Data items

=======

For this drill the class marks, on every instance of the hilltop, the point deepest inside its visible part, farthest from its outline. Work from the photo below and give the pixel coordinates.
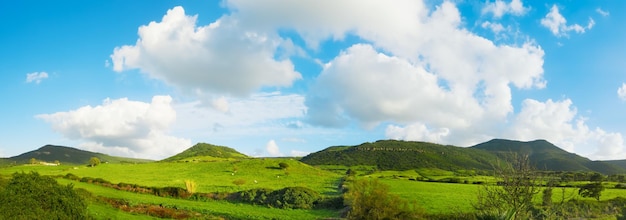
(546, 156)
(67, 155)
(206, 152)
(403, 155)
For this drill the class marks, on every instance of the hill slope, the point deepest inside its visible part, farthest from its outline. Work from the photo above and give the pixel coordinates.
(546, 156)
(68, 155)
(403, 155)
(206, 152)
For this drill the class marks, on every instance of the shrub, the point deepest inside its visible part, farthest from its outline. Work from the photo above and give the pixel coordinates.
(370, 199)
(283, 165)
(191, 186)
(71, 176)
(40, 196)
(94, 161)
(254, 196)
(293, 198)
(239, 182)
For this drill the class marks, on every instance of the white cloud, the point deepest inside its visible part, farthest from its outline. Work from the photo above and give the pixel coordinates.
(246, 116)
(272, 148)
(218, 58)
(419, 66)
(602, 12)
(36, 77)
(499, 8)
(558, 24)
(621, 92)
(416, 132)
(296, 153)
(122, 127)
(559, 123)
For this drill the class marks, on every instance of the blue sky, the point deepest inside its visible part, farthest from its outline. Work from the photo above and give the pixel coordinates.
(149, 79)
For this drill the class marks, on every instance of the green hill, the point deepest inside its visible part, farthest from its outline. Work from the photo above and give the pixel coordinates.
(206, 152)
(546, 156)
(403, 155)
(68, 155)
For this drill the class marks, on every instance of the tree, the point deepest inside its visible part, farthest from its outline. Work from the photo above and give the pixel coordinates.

=======

TRY IT:
Please reproduce the entries from above exactly; images are not part of the copy.

ANSWER BELOW:
For this drill the class marks, on every instance of the hilltop, the point deepest inside its visible part, farthest from its outline. Work from the photo below and give the pixel coordinates.
(546, 156)
(67, 155)
(206, 152)
(403, 155)
For this drill the class marks, on every instance of the hill slope, the point deepest inside its visible part, farthest from its outline. Work from the photo above and give the pixel coordinates.
(546, 156)
(68, 155)
(403, 155)
(206, 152)
For this drill the class marks, on every instance of the shrub, the point deepest inside its visible part, farthest from its outline. Work from the photo above and give the pixel coordinates.
(370, 199)
(283, 165)
(191, 186)
(71, 176)
(40, 196)
(94, 161)
(254, 196)
(293, 198)
(239, 182)
For this drill the class marks, on every instance of the white cloud, the point deepest inside its visible part, farthest from its outline. Work from the photo above and give the pixel coordinates.
(246, 116)
(272, 148)
(218, 58)
(419, 66)
(602, 12)
(36, 77)
(499, 8)
(558, 24)
(621, 92)
(416, 132)
(296, 153)
(122, 127)
(559, 123)
For this drill the class marks, on every instance of the blue sky, the point deepest inside its visible part, farthest from its outline. Work from the photo above and give the pixel coordinates.
(149, 79)
For this drill the class marks, on every instance of the green hill, the point deepest inside its visible part, farthest from its outline. Work from the photo above and give the pixel coordinates.
(206, 152)
(546, 156)
(403, 155)
(68, 155)
For this drill the class marks, on every instance of the tree, the point deepest inside its visible part, farthest from its outline. Work from the photo above and give the pixel coordinates.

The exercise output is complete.